Penggalan Teks =
· · · · ·

Mengapa Piet tampil buruk di timnas dan apa alasan manajer Belanda tidak pernah lagi memanggilnya padahal ia tampil bagus di klub tidak dapat kita ketahui. Yang jelas, bahkan untuk pemain yang tampil brilian di liga, tidak terdapat jaminan akan tampil baik pula saat membela Tim Nasional.

Harry Kane pada Piala Eropa 2016 misalnya. Meskipun ia menjadi pemain Inggris paling subur di EPL, ia cenderung melempem saat membela The Three Lions. Terlepas dari kapasitas taktik Roy Hodgson yang diragukan, Kane tetap tampil kurang maksimal. Sialnya, di liganya sendiri, Inggris tengah kekurangan penyerang subur keturunan tanah air sendiri.

Jamie Vardy mulai meredup musim 2016/2017 seiring meredupnya performa Leicester, walaupun kemudian ia bangkit di era Craig Shakespeare, pada laga uji tanding melawan Jerman, ia kalah bersinar di banding dua penyerang sayap yang dipasang Gareth Southgate untuk mengapitnya sebagai penyerang tengah, terutama dari Dele Alli yang tampil menonjol.

Wayne Rooney dan Peter Crouch sudah menua dan mengalami penurunan performa. Rooney bahkan tengah dibekap cedera dan belakangan semakin jarang tampil regular bagi Manchester United. Sementara daftar pencetak gol di Liga Primer didominasi oleh para penyerang asing seperti Romelu Lukaku, Dieo Costa, Zlatan Ibrahimovich, Sergio Aguero, Alexis Sanchez, dan lain-lain.

Hanya Harry Kane, Dele Alli, dan Jermain Defoe pemain Inggris yang berada di tujuh besar. Itupun dengan Kane yang tengah cedera dan Alli yang bukan berposisi penyerang murni, melainkan gelandang. Praktis hanya Defoe yang sampai saat ini mencetak 14 gol bagi Sunderland-lah penyerang murni Inggris yang dapat bersaing dengan barisan penyerang impor. Itupun dengan usia yang sudah tidak muda lagi.

· · · · ·

Data yang Diberikan =
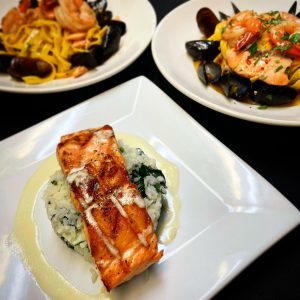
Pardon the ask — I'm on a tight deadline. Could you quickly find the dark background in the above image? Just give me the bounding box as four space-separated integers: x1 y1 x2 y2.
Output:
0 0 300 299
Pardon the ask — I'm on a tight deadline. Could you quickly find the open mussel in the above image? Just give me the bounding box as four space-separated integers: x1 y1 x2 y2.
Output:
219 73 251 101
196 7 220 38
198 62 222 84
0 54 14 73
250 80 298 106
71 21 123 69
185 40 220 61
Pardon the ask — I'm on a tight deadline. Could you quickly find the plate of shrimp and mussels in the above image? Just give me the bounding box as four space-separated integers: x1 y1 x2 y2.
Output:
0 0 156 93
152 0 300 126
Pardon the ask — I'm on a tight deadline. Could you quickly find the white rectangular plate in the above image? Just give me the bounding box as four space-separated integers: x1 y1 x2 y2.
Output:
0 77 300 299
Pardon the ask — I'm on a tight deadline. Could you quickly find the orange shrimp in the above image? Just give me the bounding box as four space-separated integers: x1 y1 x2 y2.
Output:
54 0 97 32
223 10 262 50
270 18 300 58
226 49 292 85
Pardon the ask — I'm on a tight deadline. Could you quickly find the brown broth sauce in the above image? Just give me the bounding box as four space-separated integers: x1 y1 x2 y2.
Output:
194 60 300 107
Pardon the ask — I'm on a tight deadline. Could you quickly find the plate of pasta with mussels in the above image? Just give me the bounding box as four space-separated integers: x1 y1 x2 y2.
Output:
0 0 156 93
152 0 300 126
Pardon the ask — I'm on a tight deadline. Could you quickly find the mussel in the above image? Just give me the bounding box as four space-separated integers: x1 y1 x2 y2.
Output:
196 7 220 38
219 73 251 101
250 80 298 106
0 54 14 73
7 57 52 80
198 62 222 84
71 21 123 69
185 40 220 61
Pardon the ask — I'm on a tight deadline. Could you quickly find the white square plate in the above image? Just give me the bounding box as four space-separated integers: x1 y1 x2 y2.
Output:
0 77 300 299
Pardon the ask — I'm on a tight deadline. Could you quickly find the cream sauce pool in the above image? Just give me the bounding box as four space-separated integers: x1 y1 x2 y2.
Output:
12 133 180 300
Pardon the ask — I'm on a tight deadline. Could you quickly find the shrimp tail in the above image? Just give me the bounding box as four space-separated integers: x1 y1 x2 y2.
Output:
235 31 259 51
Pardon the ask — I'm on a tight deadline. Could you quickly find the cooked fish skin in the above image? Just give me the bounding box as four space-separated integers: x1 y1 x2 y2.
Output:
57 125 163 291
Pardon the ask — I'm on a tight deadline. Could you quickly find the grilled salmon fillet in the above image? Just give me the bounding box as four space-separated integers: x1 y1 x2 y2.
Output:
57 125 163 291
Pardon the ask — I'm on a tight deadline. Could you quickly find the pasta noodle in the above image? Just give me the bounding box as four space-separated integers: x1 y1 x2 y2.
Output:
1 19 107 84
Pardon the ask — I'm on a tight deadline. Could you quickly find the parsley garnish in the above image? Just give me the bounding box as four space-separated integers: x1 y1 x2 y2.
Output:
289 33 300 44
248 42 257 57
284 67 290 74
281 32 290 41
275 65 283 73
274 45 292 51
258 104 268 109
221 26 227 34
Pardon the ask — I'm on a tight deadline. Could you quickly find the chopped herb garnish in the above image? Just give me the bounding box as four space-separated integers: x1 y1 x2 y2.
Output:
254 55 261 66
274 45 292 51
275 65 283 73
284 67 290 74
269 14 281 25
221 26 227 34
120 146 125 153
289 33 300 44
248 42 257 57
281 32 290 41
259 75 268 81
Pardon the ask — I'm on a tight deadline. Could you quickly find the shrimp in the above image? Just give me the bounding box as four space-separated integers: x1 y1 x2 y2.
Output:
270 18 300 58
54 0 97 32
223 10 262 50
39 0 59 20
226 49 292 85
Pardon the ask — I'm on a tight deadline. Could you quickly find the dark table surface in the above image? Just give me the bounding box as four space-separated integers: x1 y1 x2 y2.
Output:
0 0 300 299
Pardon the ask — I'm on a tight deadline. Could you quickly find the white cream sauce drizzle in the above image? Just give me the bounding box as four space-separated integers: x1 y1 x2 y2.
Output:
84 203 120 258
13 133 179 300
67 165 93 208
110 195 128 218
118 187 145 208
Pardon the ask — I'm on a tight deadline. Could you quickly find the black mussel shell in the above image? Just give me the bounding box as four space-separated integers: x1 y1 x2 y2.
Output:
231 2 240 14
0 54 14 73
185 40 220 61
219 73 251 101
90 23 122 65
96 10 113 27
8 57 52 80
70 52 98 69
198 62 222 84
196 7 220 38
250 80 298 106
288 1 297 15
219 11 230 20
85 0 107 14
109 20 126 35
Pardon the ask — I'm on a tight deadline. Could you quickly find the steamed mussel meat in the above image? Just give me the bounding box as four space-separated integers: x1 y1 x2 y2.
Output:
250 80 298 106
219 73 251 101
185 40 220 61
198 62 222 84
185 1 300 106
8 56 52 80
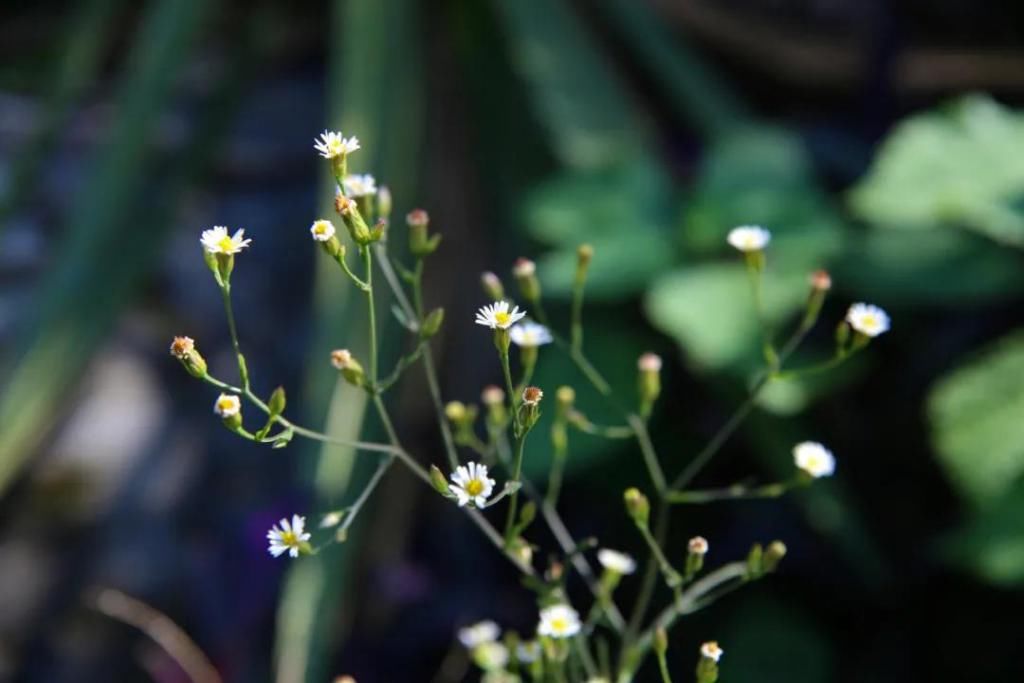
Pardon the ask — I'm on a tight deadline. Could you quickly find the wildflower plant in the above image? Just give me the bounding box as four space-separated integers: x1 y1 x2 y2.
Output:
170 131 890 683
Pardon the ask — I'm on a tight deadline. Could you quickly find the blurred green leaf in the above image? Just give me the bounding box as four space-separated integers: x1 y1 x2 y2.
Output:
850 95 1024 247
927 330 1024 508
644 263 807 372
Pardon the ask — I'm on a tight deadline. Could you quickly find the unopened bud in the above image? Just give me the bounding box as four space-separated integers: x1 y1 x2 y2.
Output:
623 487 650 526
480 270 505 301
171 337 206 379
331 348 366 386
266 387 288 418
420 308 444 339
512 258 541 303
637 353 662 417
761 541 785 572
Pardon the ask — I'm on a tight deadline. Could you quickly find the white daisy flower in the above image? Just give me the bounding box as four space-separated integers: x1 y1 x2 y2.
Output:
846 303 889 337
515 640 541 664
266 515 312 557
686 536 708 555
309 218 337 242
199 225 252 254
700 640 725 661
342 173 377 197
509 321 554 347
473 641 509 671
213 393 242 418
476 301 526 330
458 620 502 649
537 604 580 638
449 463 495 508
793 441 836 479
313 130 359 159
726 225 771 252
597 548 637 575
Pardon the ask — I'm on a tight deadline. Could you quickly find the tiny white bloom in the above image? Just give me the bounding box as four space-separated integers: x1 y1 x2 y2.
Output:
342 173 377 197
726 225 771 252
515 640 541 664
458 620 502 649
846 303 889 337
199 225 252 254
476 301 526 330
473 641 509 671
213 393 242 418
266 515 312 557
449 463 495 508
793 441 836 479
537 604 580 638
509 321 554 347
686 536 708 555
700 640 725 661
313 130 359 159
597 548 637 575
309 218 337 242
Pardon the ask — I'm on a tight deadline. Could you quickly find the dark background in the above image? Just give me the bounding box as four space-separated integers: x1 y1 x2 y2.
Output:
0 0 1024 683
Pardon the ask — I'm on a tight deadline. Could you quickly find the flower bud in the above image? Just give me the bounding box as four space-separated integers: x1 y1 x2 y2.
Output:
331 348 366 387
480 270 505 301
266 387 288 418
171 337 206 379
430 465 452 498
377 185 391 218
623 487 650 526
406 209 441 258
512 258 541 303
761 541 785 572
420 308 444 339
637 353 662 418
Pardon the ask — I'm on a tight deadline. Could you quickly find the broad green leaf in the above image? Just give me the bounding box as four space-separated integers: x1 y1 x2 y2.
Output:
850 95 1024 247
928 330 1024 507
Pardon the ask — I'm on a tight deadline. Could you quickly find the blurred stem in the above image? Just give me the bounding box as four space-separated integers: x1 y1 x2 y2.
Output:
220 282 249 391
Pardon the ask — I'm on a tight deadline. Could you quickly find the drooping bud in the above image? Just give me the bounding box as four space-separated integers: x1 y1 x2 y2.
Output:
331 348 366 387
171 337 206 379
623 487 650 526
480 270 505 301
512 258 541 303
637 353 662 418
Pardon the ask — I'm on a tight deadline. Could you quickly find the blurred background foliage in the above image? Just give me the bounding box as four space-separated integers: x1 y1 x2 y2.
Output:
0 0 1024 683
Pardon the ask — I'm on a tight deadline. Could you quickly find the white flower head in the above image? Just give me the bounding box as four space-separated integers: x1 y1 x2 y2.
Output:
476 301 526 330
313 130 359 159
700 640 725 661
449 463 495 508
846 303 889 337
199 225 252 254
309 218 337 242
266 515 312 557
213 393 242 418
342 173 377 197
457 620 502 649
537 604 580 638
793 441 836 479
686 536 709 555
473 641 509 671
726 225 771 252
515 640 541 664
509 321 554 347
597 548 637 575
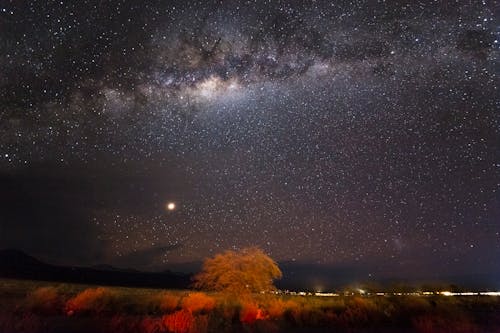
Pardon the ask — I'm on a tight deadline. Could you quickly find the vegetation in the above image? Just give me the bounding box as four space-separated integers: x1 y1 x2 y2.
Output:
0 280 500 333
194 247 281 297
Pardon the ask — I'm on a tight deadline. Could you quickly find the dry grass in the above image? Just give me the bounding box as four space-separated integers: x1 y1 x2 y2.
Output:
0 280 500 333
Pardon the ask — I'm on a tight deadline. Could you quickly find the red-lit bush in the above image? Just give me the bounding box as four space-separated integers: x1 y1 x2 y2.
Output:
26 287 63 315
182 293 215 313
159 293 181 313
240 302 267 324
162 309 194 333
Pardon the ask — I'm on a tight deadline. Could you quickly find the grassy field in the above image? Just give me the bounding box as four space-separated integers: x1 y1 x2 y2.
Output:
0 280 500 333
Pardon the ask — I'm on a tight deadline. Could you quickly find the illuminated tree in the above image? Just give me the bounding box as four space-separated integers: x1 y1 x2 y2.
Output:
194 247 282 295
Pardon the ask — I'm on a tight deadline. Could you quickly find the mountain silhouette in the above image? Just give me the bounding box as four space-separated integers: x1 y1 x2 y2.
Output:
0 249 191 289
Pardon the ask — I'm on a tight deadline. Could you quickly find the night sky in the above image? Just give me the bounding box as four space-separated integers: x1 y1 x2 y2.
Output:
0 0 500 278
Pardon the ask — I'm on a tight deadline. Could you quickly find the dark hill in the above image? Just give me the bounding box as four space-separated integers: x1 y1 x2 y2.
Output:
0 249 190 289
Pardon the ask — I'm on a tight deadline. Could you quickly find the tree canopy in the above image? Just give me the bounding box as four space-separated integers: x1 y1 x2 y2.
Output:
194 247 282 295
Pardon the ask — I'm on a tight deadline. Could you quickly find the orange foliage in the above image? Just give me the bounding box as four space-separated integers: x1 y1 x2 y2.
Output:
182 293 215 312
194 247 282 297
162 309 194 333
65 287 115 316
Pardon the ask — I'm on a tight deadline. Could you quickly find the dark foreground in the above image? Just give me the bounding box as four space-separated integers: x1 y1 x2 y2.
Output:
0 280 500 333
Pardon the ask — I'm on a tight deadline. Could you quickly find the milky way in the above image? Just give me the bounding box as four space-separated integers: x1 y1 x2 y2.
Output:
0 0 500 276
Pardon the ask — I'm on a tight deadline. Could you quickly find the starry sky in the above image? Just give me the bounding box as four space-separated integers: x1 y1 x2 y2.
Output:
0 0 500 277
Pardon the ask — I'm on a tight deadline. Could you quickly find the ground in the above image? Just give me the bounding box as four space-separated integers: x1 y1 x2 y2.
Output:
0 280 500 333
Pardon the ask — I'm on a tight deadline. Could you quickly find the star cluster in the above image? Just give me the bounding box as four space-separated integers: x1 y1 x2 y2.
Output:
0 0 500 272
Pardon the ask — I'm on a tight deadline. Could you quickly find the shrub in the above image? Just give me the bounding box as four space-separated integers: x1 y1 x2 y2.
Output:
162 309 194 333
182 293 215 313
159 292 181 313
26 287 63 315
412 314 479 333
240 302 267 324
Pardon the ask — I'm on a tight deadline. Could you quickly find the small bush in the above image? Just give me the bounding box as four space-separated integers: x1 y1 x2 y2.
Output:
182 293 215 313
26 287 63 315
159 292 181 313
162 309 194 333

· · · · ·

Daftar Tugas =
1: Jawablah pertanyaan berikut berdasarkan teks tentang penyerang Inggris.
(a) Pada turnamen apa Harry Kane disebut cenderung melempem saat membela The Three Lions?
(b) Melawan tim mana Inggris bertanding dalam laga uji tanding yang disebut dalam teks?
(c) Berapa gol yang sampai saat ini dicetak Jermain Defoe bagi Sunderland?
2: Teruskan teks tentang kelangkaan penyerang Inggris, mulai setelah kalimat terakhirnya.
Data tersebut tidak ada kaitannya dengan teks tentang penyerang Inggris.

Jawaban Latihan =
1:
(a) Piala Eropa 2016.
(b) Jerman.
(c) 14 gol.

2:
Padahal ada beberapa matchday calendar FIFA dan sejumlah pertandingan kualifikasi Piala Dunia yang harus dijalani timnas Inggris. Ini merupakan suatu masalah besar bagi sepakbola Inggris. Mereka tengah kehilangan wibawa, terutama pasca disingkirkan Islandia di Piala Eropa dan terungkapnya skandal yang melibatkan Sam Allardyce.

Inggris seperti sudah tidak lagi memiliki pemain yang dapat menjadi pembeda di lapangan, seperti era Michael Owen dan Rooney masih berada di puncak performa. Jika pemain yang tampil baik bersama klub saja dapat kolaps saat bermain untuk timnas, seperti yang terjadi pada Piet dan Kane, apalagi jika tidak ada sama sekali pemain lokal yang tampil bagus di liga. Ini seperti tanda-tanda kiamat bagi timnas yang akan menjalani matchday ataupun turnamen.

Liga Primer memang menjadi liga yang wah dengan tontonan yang memiliki keseruan tersendiri dibanding liga-liga lainnya, apalagi pasca pensiunnya Sir Alex Ferguson yang membuat persaingan gelar juara lebih terbuka, bahkan untuk tim yang dianggap kecil dan medioker. Para manajer berlomba-lomba mendatangkan pemain untuk membantu tim terlibat persaingan gelar, tidak terkecuali penyerang.

Masalahnya, aspek bisnis pada sepakbola membuat para manajer lebih memilih mendatangkan penyerang asing daripada pemain lokal Inggris lantaran harga pemain Inggris yang dianggap kemahalan sementara dengan kualitas yang sama atau lebih baik, penyerang asing dapat didatangkan dengan lebih murah.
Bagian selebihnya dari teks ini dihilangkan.